Dataset rows:

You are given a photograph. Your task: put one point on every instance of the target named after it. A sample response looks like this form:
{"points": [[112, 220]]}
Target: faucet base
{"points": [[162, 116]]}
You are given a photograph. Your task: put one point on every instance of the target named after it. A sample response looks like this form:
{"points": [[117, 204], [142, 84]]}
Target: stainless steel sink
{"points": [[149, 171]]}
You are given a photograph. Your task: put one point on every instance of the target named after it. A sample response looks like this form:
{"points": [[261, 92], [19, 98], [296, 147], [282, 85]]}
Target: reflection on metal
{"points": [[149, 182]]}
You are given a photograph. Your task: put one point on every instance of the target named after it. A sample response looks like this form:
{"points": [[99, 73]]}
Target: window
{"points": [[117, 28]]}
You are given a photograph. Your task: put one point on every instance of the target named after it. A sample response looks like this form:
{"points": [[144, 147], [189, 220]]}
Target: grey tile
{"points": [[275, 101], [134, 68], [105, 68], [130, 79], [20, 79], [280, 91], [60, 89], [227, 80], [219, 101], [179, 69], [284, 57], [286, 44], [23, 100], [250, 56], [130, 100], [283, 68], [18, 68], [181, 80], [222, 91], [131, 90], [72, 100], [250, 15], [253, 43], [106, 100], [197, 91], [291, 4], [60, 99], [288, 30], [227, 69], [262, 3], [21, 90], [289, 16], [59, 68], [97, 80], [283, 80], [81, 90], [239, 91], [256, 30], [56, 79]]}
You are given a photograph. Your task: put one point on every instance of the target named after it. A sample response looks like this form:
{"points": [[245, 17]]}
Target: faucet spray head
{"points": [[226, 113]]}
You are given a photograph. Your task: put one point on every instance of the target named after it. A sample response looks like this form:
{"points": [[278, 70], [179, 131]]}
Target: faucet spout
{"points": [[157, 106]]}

* * *

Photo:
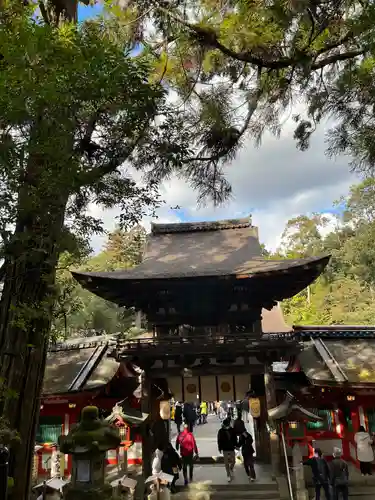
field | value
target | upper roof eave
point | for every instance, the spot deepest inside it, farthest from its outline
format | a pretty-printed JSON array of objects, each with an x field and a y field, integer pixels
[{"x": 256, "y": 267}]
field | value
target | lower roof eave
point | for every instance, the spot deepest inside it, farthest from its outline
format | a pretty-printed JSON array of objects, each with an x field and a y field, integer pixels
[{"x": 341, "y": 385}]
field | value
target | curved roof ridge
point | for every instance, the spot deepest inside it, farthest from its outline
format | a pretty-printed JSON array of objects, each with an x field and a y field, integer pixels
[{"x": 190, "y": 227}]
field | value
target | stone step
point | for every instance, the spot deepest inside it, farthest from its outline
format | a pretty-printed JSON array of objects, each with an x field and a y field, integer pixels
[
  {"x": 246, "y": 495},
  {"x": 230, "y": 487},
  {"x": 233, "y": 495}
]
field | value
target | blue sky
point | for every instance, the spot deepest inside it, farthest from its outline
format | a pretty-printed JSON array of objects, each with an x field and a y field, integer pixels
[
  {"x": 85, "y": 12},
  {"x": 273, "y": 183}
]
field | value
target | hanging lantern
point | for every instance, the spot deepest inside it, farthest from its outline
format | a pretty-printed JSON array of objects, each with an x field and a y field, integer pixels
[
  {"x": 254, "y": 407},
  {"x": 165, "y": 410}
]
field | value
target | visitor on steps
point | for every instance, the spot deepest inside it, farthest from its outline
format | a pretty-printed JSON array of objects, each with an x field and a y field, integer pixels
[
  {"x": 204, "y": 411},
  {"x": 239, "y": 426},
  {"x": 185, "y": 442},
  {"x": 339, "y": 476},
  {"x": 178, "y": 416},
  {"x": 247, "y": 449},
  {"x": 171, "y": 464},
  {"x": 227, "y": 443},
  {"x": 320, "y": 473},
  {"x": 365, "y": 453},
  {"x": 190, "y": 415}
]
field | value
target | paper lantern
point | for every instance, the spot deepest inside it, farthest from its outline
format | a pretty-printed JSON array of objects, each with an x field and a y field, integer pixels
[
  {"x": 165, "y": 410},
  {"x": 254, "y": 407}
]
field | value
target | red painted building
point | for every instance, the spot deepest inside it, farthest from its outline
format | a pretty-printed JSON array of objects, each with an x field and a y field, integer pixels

--

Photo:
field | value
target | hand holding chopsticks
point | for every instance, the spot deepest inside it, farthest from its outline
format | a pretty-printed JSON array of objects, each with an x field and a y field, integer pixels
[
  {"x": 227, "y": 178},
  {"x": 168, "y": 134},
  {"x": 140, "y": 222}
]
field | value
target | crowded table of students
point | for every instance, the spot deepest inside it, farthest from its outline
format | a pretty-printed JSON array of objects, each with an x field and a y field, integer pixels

> [Exercise requirements] List each line of the material above that contains the string "roof", matching case exactly.

> [Correct answer]
target | upper roof eave
target | lower roof eave
target | curved roof ridge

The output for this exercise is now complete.